*** Block opens ***

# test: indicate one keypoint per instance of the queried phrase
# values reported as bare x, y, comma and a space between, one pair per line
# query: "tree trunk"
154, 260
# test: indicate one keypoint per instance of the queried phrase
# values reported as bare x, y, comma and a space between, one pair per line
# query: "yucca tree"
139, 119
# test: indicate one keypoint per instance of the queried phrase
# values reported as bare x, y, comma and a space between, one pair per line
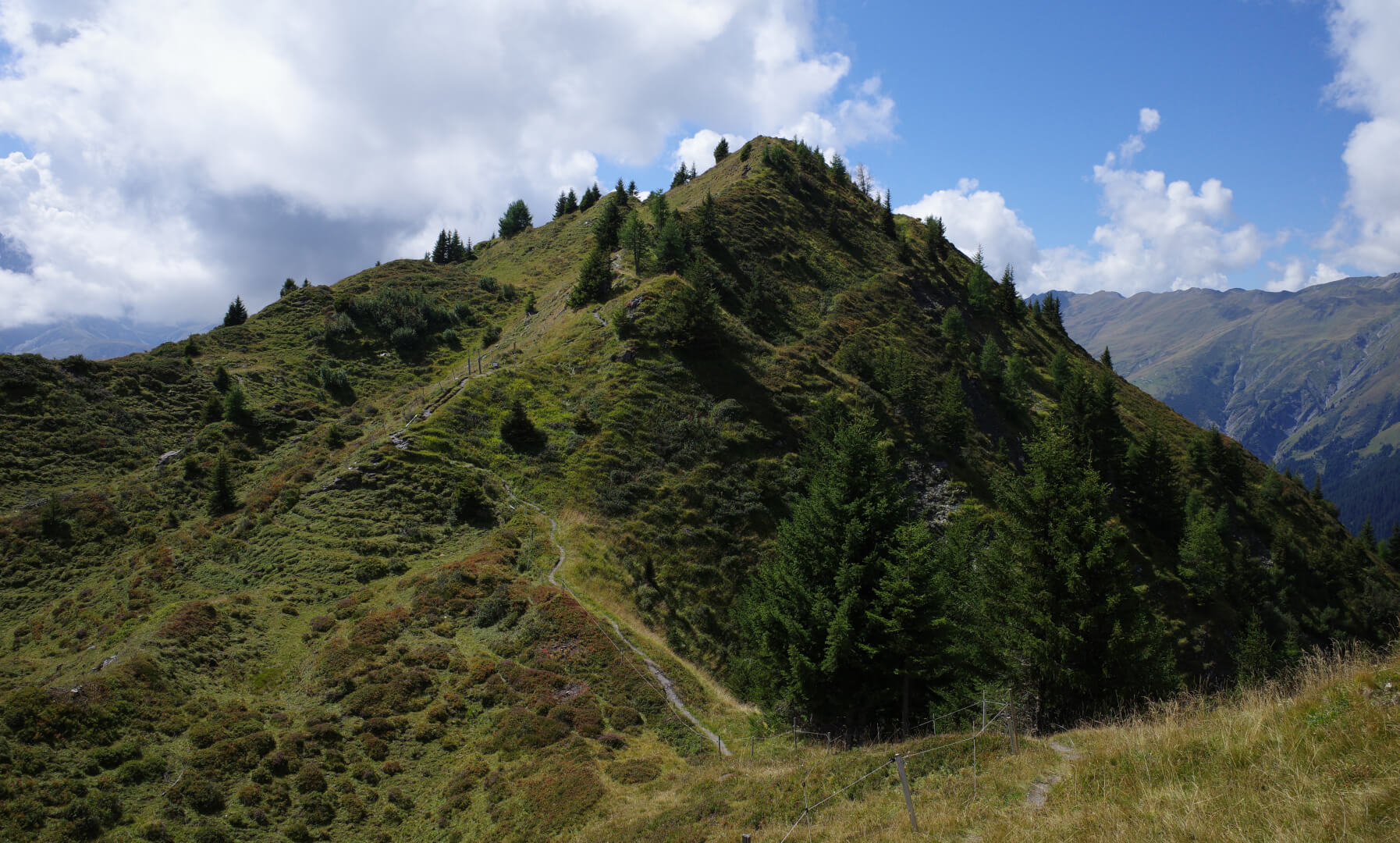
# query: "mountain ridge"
332, 610
1308, 379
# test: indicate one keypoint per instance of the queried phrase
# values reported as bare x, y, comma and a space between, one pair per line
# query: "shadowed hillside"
1306, 380
416, 557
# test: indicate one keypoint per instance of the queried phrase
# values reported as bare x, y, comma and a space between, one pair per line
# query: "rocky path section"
668, 688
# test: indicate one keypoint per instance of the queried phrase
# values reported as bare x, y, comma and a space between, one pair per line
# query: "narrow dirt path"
668, 688
1040, 790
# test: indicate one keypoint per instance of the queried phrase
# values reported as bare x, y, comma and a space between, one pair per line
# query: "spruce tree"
839, 169
609, 222
514, 220
951, 416
936, 238
807, 610
1008, 303
659, 212
590, 197
634, 238
1063, 585
671, 247
594, 279
222, 497
237, 312
707, 219
979, 286
455, 250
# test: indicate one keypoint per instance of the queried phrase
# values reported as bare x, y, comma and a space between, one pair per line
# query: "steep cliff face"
1306, 380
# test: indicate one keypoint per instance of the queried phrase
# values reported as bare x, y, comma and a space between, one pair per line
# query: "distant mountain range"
93, 338
1306, 380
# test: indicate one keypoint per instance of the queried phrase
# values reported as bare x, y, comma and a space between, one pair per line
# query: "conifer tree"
1255, 657
609, 222
659, 211
936, 238
707, 219
952, 419
594, 279
634, 238
590, 197
979, 286
990, 361
455, 248
1368, 535
1050, 310
514, 220
1008, 303
1059, 573
518, 429
955, 333
671, 247
807, 608
237, 312
839, 169
222, 497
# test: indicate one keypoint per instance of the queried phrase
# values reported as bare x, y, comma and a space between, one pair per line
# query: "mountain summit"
481, 550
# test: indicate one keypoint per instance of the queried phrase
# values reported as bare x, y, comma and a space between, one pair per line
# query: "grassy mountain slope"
1306, 380
368, 646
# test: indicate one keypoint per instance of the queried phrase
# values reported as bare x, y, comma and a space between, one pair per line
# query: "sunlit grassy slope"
367, 646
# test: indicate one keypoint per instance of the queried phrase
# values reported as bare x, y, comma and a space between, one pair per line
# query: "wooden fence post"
1011, 720
909, 800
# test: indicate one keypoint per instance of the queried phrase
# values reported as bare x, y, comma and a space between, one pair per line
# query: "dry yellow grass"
1313, 759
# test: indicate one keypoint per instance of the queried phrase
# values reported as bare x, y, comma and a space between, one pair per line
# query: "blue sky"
163, 160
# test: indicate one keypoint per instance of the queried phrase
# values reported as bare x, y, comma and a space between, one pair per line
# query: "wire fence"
1004, 712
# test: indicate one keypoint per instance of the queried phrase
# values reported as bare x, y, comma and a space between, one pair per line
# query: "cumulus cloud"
1292, 275
699, 149
975, 219
1364, 37
1160, 236
183, 153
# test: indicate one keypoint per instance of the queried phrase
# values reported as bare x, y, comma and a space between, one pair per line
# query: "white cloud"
190, 151
867, 116
1160, 236
1294, 275
699, 149
973, 219
1364, 37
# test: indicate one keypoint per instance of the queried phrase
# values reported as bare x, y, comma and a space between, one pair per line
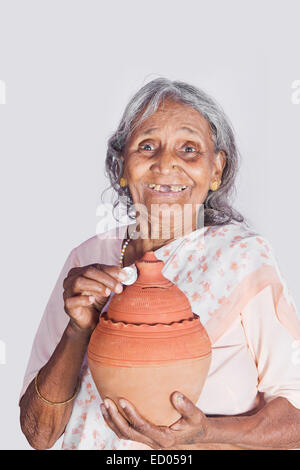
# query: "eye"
190, 148
146, 147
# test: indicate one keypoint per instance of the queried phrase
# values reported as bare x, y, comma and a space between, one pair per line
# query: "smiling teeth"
156, 187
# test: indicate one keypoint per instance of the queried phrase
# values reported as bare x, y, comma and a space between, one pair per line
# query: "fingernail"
119, 288
179, 398
122, 276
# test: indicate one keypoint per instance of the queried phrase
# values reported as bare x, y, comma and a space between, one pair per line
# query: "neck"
151, 236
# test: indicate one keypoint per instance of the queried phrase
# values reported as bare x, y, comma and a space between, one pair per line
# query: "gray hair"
217, 207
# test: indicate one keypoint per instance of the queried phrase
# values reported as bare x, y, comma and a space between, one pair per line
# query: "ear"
219, 164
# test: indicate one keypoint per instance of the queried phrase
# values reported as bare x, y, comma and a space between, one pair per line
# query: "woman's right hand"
86, 291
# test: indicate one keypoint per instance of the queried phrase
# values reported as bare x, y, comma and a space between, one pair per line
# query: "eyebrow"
184, 128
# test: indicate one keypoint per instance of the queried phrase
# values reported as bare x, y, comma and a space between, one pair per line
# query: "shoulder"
101, 248
239, 241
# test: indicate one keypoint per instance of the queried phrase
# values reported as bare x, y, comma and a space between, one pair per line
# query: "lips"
165, 188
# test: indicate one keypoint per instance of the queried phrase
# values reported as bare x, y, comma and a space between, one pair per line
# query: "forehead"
174, 115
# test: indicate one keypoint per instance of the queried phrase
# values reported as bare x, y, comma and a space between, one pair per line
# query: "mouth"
167, 189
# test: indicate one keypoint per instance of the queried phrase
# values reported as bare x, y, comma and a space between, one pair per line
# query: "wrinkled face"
175, 135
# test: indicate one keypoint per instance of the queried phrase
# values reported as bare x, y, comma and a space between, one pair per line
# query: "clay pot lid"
151, 299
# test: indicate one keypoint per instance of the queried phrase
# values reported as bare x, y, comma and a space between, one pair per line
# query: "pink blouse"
256, 353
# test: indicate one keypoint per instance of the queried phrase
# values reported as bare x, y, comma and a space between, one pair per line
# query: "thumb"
186, 408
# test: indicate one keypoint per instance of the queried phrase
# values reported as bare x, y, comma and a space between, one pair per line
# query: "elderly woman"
174, 147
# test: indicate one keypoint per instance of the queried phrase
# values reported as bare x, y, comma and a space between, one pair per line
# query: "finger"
158, 435
82, 284
122, 425
186, 408
110, 275
109, 422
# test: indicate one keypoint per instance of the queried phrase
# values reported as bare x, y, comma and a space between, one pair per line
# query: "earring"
215, 185
123, 182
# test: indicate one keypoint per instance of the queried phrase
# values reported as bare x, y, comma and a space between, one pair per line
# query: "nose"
164, 162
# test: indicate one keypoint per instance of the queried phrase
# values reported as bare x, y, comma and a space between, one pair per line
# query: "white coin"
131, 273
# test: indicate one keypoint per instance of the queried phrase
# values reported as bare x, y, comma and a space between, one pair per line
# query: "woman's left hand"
191, 428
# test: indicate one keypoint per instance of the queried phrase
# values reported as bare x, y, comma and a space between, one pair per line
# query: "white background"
70, 68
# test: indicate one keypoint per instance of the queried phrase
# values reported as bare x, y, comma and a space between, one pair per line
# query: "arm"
86, 290
275, 426
41, 423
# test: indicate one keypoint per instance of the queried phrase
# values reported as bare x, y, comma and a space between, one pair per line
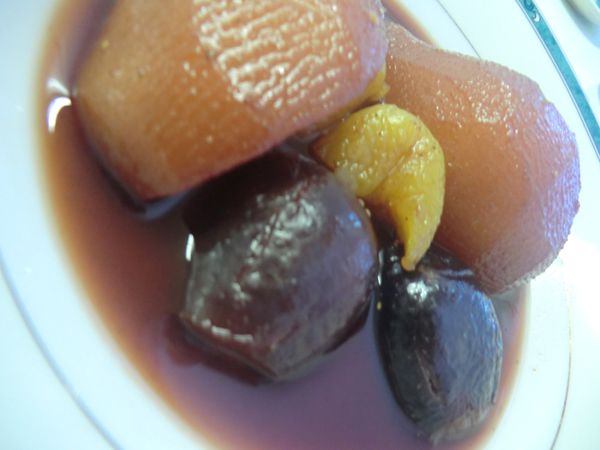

*** Block closes ***

What you need to do: Would you please restate the records word for word, excluding any images?

Exercise solution:
# test: indicate one keypoint per instance of the queried phrase
# values reported as bare x, y, comma and a space between, one pair per line
# query: "tree trunk"
154, 260
# test: indicate one keypoint per instance of the queried phrase
# values reported as bare x, y, comma and a space between, one pair per line
# query: "yucca tree"
139, 119
# test: indicate one keypoint per instance of the queried phrase
# values reported as bare x, y, comma and a space between, one pair per line
# query: "mountain ridge"
332, 610
1308, 379
# test: indicate one keypoint per instance of the queried phrase
# values reported as bare x, y, comma and a space between, one pair per line
# query: "shadowed hillside"
1306, 380
416, 557
# test: indicate one keypoint per instance of the queried phrase
# values reported as bare x, y, comma and a space between, one pair per line
# query: "rocky path section"
668, 688
# test: indicate one keypoint per instance of the queried phrase
# values reported as bare x, y, comma and a space between, one pair per line
# query: "narrow dirt path"
668, 688
1040, 790
# test: indicate one keypoint per instance of the queried phrase
# values reported as bare x, y, comma and a space between, one pair per line
# query: "spruce tree"
839, 169
609, 222
514, 220
951, 416
936, 238
807, 610
1008, 303
659, 212
590, 197
634, 238
1063, 585
671, 247
594, 279
222, 497
237, 312
707, 219
979, 286
455, 250
# test: indicate one keypoint per instance of the queried phrase
# values reported as bare x, y, comma and a space between, one pair per line
# query: "steep cliff face"
1306, 380
# test: indicate one keypoint per instance of the queried phrase
# values reported as bare x, y, comma and a space between, one pair per line
# query: "distant mountain range"
93, 338
1306, 380
# test: indicate one keypoint per instance of the queried phrase
# values reported as bare x, y, comma and a space between, one pair per line
# query: "conifer tree"
1255, 657
609, 222
659, 211
936, 238
707, 219
952, 419
594, 279
634, 238
590, 197
979, 286
990, 361
455, 248
1368, 535
1050, 310
514, 220
1008, 303
1059, 573
518, 429
955, 333
671, 247
807, 608
237, 312
839, 169
222, 497
# test: indicate one keypoint per instance of the queried phrase
# values reported as bare x, y, comma and a space between, one pair per line
# query: "mountain summit"
481, 550
# test: indicate one keypoint per instance of the queried phrase
# values reported as bare x, y, comma and a space between, one pair per line
# query: "grassy mountain slope"
1306, 380
368, 646
# test: indicate one keypoint per instance of the queried phrase
# values reported as bare x, y, comma and a space between, one pair per line
# query: "sunlit grassy slope"
367, 646
# test: indicate one keypoint per instance of the queried phrase
# values reported as bare x, y, comma and a space between, one pair per line
# query: "wooden fence post"
1011, 720
909, 800
# test: indicate one keypoint per instance of the queried phrase
# values reported as bare x, y, comma and a space between, one pair per line
# query: "dry yellow grass"
1313, 759
# test: indicate one keypoint per instance of the queried phrase
# values reported as bare x, y, comma and a space between, one pair per line
# query: "blue sky"
163, 160
# test: indicate one keypoint per instance of the queried phrase
# values reported as bare x, y, comma and a space between, one pair per line
# query: "wire fence"
1004, 712
# test: indicate one keypoint per instance of the queried phrase
# values reported as bare x, y, comma and a space between, one pair per line
# query: "cumulus cloud"
1292, 275
699, 149
975, 219
1364, 37
1160, 236
183, 153
# test: indicate one keypoint per instance of the queried phrase
# values reported as bare x, y, comma and a space between, one pair per line
# query: "white cloud"
190, 151
867, 116
1160, 236
1294, 275
699, 149
973, 219
1364, 37
# test: indicate one keypoint per instance of the queried phrase
# values reported as bare x, y, comma and a space between, one pair per line
# query: "eye"
190, 148
146, 147
# test: indicate one keypoint per instance of the queried phrase
# values reported as bare x, y, comma and a space between, one pair per line
# query: "smiling teeth"
156, 187
# test: indicate one keypoint per instance of the queried phrase
# values reported as bare x, y, comma and a space between, one pair per line
# query: "fingernail"
119, 288
179, 398
122, 276
# test: indicate one keypoint per instance of the queried phrase
# values reported as bare x, y, comma and a space between, one pair per line
# query: "neck"
151, 236
# test: indicate one keypoint per instance of the queried phrase
# values reported as bare x, y, comma and a space between, one pair per line
# query: "gray hair"
217, 207
# test: indicate one keypoint per instance of the queried phrase
# values reported as bare x, y, comma and a space between, one pair per line
# query: "ear"
219, 164
# test: indicate one keypoint per instance of the queried phrase
# values reported as bare x, y, comma and a space between, one pair per line
# query: "woman's right hand"
86, 291
# test: indicate one keypoint per instance of the queried phrase
# values reported as bare x, y, comma and a space between, one pair per line
# query: "eyebrow"
184, 128
# test: indicate one keypoint per instance of the queried phrase
# values reported as bare x, y, comma and a space between, one pair per line
# query: "shoulder"
101, 248
239, 241
# test: indicate one keypoint per instance of the queried phrase
# values reported as bare x, y, comma and a space between, one pair per line
# query: "lips"
165, 188
# test: indicate one keypoint per instance of the queried phrase
# values reported as bare x, y, comma and a space between, one pair per line
# query: "forehead"
174, 115
# test: indicate one keypoint per instance of the queried phrase
# values reported as bare x, y, comma and a space between, one pair per line
# query: "mouth"
167, 189
# test: indicate one keypoint per instance of the queried phrase
# values reported as bare x, y, comma and a space between, one pair per line
# query: "wrinkled face"
175, 135
# test: indicate one keypoint per instance of the queried phrase
# values reported as bare x, y, comma and a space between, one pair per line
# query: "clay pot lid"
151, 299
# test: indicate one keypoint per instance of the queried phrase
# values reported as bare x, y, comma and a space between, one pair per line
# query: "pink blouse"
256, 353
# test: indicate one keypoint per instance of the queried phrase
# values reported as bare x, y, comma and a space between, one pair per line
# query: "thumb"
186, 408
# test: indicate one keypoint per instance of the queried phrase
# values reported as bare x, y, comma and a space between, one pair per line
# query: "elderly woman"
174, 147
# test: indicate one keypoint per instance of the queried phrase
# values reported as bare x, y, comma and a space between, one pair per line
# query: "finger"
158, 435
82, 284
122, 425
186, 408
110, 275
109, 422
# test: indicate one keypoint per instance of the queried phrase
# values reported as bare x, y, comma and a space between, one pair per line
# query: "earring"
215, 185
123, 182
# test: indicate one keypoint per instance of the queried phrase
# values reported as bare x, y, comma and a space between, one pair per line
# query: "nose"
164, 162
# test: indicate one keypoint per instance of the queried phrase
# values reported as bare x, y, comma and a space between, one pair per line
# query: "white coin"
131, 273
# test: indicate one keypoint per instance of the queried phrase
# values reported as bare x, y, comma and a space between, one pair per line
# query: "woman's left hand"
191, 428
# test: indicate one keypoint per instance of the queried phrase
# values reported as bare x, y, comma and a space between, one pair per line
# query: "white background"
70, 68
# test: indicate one keypoint per instance of the queried phrase
# values reported as bare x, y, comma and a space between, one pair per line
# query: "arm"
86, 290
275, 426
41, 423
# test: indicate one keypoint per instance of the queried phrase
# values reported as bare x, y, comma and a space between, one pair per line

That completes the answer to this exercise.